Unlike roll and pitch, the problem in the yaw circuit is that the very large vertical fin is going to provide a powerful stabilizing force - but that can be subverted by mis-timed FAC signals to the rudder (as caused by faulty feeds from the ADC). In my view the theory is credible and might explain the A300's tail-wagging proclivities. For AA587 it was likely to have been a case of an unfortunate conjunction of a wake encounter, water in the static lines and a PF who was hand-flying and tried his best to calm the beast that was suddenly unleashed by the wake encounter.
While Overtalk and I both agree to what is the most likely_"late event" in the causal chain (a divergent rudder oscillation caused by a control loop with negative dynamic stability), I believe we diverge in our opinions as we progress backwards in the causal chain to what may have been the cause of this divergent oscillation of the control loop.

Overtalk favors the Air Data Computer inputs to the Flight Augmentation Computer, whereas I believe it was induced by hi-frequency pulsing in the hydraulic system. The reason I can't "stretch" to Overtalk's theory is because the characteristics of air data are well-known in the flight control world, and have been since even before the advent of digital computers as flight control system controllers. I think the entire community of flight control engineers would be aghast if we were to find out that Airbus did not filter out hi-frequency, oscillatory effects from the air data inputs to the control laws. It is THE FIRST consideration you make once you decide to use an airspeed parameter in your control loop computation.

COLLECTED DATA >>

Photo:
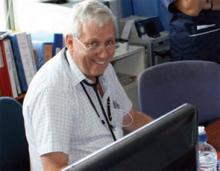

TASKS >>
(a) Restate the paragraph of the AA587 rudder discussion beginning "Overtalk favors the Air Data Computer inputs" as a short bulleted list that keeps its main facts.
(b) Translate into French this sentence from the AA587 rudder discussion: "In my view the theory is credible and might explain the A300's tail-wagging proclivities."
(c) Reproduce word for word the passage of the AA587 rudder discussion starting at "Overtalk favors the" and ending at "control loop computation.".

TASK SOLUTIONS >>
(a)
- Overtalk attributes the oscillation to Air Data Computer inputs to the Flight Augmentation Computer. The author attributes it to high-frequency pulsing in the hydraulic system.
- The author rejects Overtalk's theory because the characteristics of air data have long been well known in flight control, even from before digital computers served as flight control system controllers.
- Flight control engineers would be aghast if Airbus had failed to filter high-frequency oscillatory effects from the air data inputs to the control laws.
- Filtering such effects is the first consideration once an airspeed parameter is used in a control loop computation.

(b) À mon avis, la théorie est crédible et pourrait expliquer la propension de l'A300 à remuer la queue.

(c)
Overtalk favors the Air Data Computer inputs to the Flight Augmentation Computer, whereas I believe it was induced by hi-frequency pulsing in the hydraulic system. The reason I can't "stretch" to Overtalk's theory is because the characteristics of air data are well-known in the flight control world, and have been since even before the advent of digital computers as flight control system controllers. I think the entire community of flight control engineers would be aghast if we were to find out that Airbus did not filter out hi-frequency, oscillatory effects from the air data inputs to the control laws. It is THE FIRST consideration you make once you decide to use an airspeed parameter in your control loop computation.